** Selected extract **
37.5 Consumer Search
37.5.1 (Jiang and Zou 2020) Consumer Search and Filtering on Online Retail Platforms
Findings
Lower search cost reduces seller’s profit margin (due to increased competition), but also attract more consumers to the platform
If referral fee is exogenously determined, a decrease in search cost can either increase and decrease the platform’s profit
Hence, platform should compensate by raising its referral fee, but it actually depends on the effect of search cost on demand elasticity:
If the search cost increases the demand elasticity, platform should lower its referral fee
If the search cost decreases the demand elasticity, the platform should increase its referral fee.
If referral fee is set optimally, the platform’s profit will increase (kinda intuitive)
With the filtering feature, consumers will be more likely to buy after searching due to reduction in uncertainty about the product match value for consumers
Motivation:
The search costs tend to decrease overtime
However, there is not study that study the platform’s optimal referral-fee in respect to search costs, filtering.
Research questions:
How search cost affects optimal referral fee and profit?
How filtering affects the platform, sellers, and consumers?
How filtering impact differs from that of a reduction of the search cost?
Results are robust to
heterogeneous search costs
heterogeneous product quality
platform charges a fixed per-unit referral fee (instead of percentage)
Related Literature
Consumer search: mixed literature on whether to increase or decrease search cost
Information structure effect on consumer search and firm profits
This paper:
Add filtering (different from target search)
search cost affects platform’s and sellers’ optimal pricing decision
search cost affects platform’s optimal referral fee
Setup
Horizontally differentiated products
After search (cost), consumers learn the price and match value (with the product)
Match value = f(filterable match value + unfilterable match value)
Consumer utility
\[ u_{ij} = M_{ij} + p_i \]
where
\(M_{ij} = \mu_{ij} + m_{ij}\) = match value of product \(i\) to consumer \(j\)
\(\mu_{ij} = \delta \times \hat{\mu}\) = filterable match value
\(\delta >0\) is a cosntnat scale factor
\(\hat{\mu}\) = mean-zero discrete random variable with \(K\) realizations
\(m_{ij}\) = unfilterable match value
It’s ok if \(\mu_{ij}\) correlates with \(m_{ij}\)

** Raw data **

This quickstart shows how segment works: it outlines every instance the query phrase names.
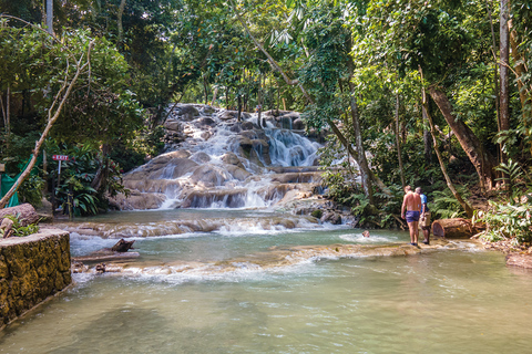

** Required actions **
**1)** Update the consumer search notes from "search cost affects platform’s and" to "unfilterable match value)", with "Horizontally differentiated" changed to "Vertically differentiated".
**2)** Write the next part of the consumer search notes, starting after their final line.

** Responses in order **
**1)**
search cost affects platform’s and sellers’ optimal pricing decision
search cost affects platform’s optimal referral fee
Setup
Vertically differentiated products
After search (cost), consumers learn the price and match value (with the product)
Match value = f(filterable match value + unfilterable match value)

**2)**
\(p_i\) = product price
Consumer search
- Consumer know her outside option \(u_{0j}\) and \(\mu_{ij}\) (filterable match value)
- Consumer do not know \(m_{ij}\) (match value) and price before hand, only after search cost \(\tau\)
Consumers decisions
- Whether to search on the platform
- Search sellers sequentially and learn \(m_{ij}\) and \(p_i\)
- Consumers can buy, search more (to the next product with highest \(\mu_{ij}\)), and leave
Game Timing
- Retail platform sets a percentage referral fee \(r \in (0,1)\)
- Sellers set price where profit is \((1-r)p_i-c\)
- Consumers make search and purchase decisions.
Notes:
\(p^*(r)\) = equilibrium retail price
\(r^*\) = optimal percentage referral fee
In equilibrium, consumers will continue search until the next product expected utility beyond \(u_{ij}\) is less than \(\tau\) (search cost) (Wolinsky 1986)
Result 1: consumer purchase if \(m_{ij} \ge \bar{m} (\tau)\) where \(\bar{m}(\tau)\) satisfies \(\int_{\bar{m}(\tau)}^{m_{max}} (m - \bar{m}(\tau)) dF(m) = \tau\)
Result 2: \(\bar{m}(\tau)\) decreases with \(\tau\)
In equilibrium, \(\bar{m}(\tau)\) is the equilibrium acceptance threshold for the unfilterable match value
For exogenous referral fee
Lemma 1: retail price, sellers’ profit, total demand
Result 3: As the cost of searching reduces, a consumer’s expected number of searches before purchasing increases, as does the expected aggregate match value \(M_{ij}\) of the product she will buy.
Lemma 2: Market demand and sellers’ profits change with the search cost (\(\tau\)). Lower search cost intensify sellers’ competition, which reduces their prices and increase profits due to a demand-expanding effect (increase the whole pie). The platform’s equilibrium profit can also increase or decrease as the consumer’s search cost decreases
Endogenous referral fee
Proposition 1: A decrease in search cost increases the platform’s expected profit
Proposition 2: As the consumer’s search cost \(\tau\) decreases, the platform will
- Increase its referral fee if the search does not increase the demand elasticity (but communication is important here)
- Decreases its referral fee if the search cost increase the demand elasticity
Effects of Filtering
Consumer’s optimal search strategy
Lemma 3: Filtering increases the consumers’ acceptance threshold for the aggregate match value by less than \(\mu_K\)
Filtering allows consumers to have smaller consideration set, which raises acceptance threshold for the aggregate match value
Filtering reduces the direct benefit of searching. Hence, consumers are more likely to stop searching at a lower acceptance threshold.
But the first effect > the second effect.
Proposition 3: filtering increases a consumer’s probability of buying a product after searching it, and reduces the consumer’s expected number of search.
Seller’s pricing decisions: filtering reduces retail price
Proposition 4: Filtering reduces consumer’s uncertainty about the product’s match value
Consumers only search products with the highest filterable attributes, reducing the match-value differentiation among product (increase price competition, and lower equilibrium price)
filtering decreases consumers’ equilibrium probability of continuing search after searching a product, reducing competition and higher equilibrium prices.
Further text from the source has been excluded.